▶ **Work request**:
Please state how many lines of the records below contain the word "grass". Give the number and nothing else.

----------

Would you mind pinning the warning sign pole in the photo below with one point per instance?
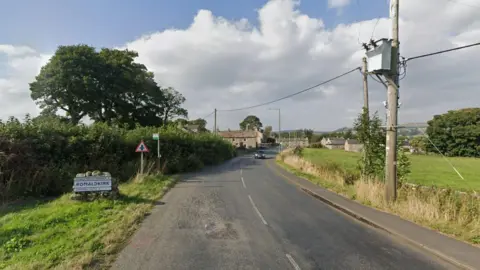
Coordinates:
(141, 163)
(141, 148)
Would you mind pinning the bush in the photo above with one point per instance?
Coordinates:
(42, 157)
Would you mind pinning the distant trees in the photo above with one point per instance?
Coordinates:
(107, 86)
(456, 133)
(250, 123)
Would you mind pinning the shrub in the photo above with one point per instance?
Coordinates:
(42, 157)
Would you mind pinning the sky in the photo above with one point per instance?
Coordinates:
(232, 54)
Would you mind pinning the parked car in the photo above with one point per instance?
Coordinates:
(259, 155)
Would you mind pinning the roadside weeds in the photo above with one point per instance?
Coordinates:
(443, 210)
(66, 234)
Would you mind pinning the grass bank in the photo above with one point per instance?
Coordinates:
(446, 211)
(67, 234)
(425, 170)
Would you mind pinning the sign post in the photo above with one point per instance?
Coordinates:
(156, 137)
(141, 148)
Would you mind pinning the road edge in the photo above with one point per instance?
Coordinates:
(371, 223)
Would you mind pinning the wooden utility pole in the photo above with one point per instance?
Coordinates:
(365, 104)
(215, 122)
(365, 84)
(279, 129)
(392, 109)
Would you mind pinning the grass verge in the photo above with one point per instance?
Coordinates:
(446, 211)
(425, 170)
(67, 234)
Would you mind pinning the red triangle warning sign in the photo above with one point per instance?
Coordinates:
(142, 147)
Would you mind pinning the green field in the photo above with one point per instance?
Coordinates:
(426, 170)
(72, 234)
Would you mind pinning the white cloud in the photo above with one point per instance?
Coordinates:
(223, 64)
(338, 3)
(22, 65)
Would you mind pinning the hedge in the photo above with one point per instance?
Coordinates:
(40, 158)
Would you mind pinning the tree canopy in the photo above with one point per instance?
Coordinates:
(456, 133)
(251, 122)
(107, 86)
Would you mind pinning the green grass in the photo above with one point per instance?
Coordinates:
(425, 170)
(346, 191)
(68, 234)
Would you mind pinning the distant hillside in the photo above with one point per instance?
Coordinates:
(343, 129)
(408, 129)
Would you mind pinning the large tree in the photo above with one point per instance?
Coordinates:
(172, 105)
(455, 133)
(68, 81)
(107, 86)
(251, 122)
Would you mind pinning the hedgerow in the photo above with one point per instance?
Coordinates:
(40, 158)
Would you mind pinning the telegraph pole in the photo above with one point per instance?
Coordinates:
(215, 122)
(365, 102)
(279, 126)
(365, 84)
(392, 109)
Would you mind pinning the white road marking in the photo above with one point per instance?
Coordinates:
(292, 261)
(256, 210)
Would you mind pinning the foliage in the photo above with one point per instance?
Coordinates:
(370, 133)
(270, 140)
(171, 105)
(450, 212)
(456, 133)
(298, 151)
(251, 122)
(67, 234)
(41, 156)
(267, 132)
(107, 86)
(419, 143)
(308, 133)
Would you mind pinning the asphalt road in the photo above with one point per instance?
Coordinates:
(242, 215)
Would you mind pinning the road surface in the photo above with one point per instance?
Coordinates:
(242, 215)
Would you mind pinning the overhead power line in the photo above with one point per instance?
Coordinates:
(208, 115)
(291, 95)
(444, 51)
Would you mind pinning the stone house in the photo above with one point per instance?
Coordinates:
(333, 143)
(352, 145)
(243, 138)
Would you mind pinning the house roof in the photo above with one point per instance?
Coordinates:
(238, 134)
(336, 141)
(192, 127)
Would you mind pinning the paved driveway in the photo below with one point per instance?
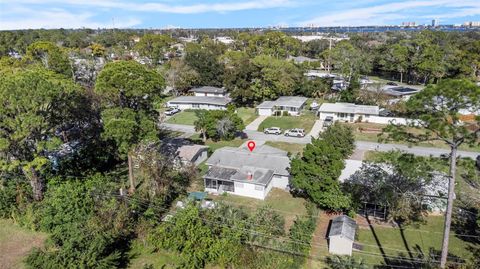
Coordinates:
(360, 145)
(253, 126)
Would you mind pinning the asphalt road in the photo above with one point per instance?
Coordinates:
(361, 145)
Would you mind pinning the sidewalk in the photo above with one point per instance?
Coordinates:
(253, 126)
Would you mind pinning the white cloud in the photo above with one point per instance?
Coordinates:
(170, 8)
(386, 13)
(59, 18)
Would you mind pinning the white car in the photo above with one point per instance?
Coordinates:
(273, 130)
(172, 111)
(296, 132)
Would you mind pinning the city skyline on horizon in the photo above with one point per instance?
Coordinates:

----------

▶ **Solved exercise**:
3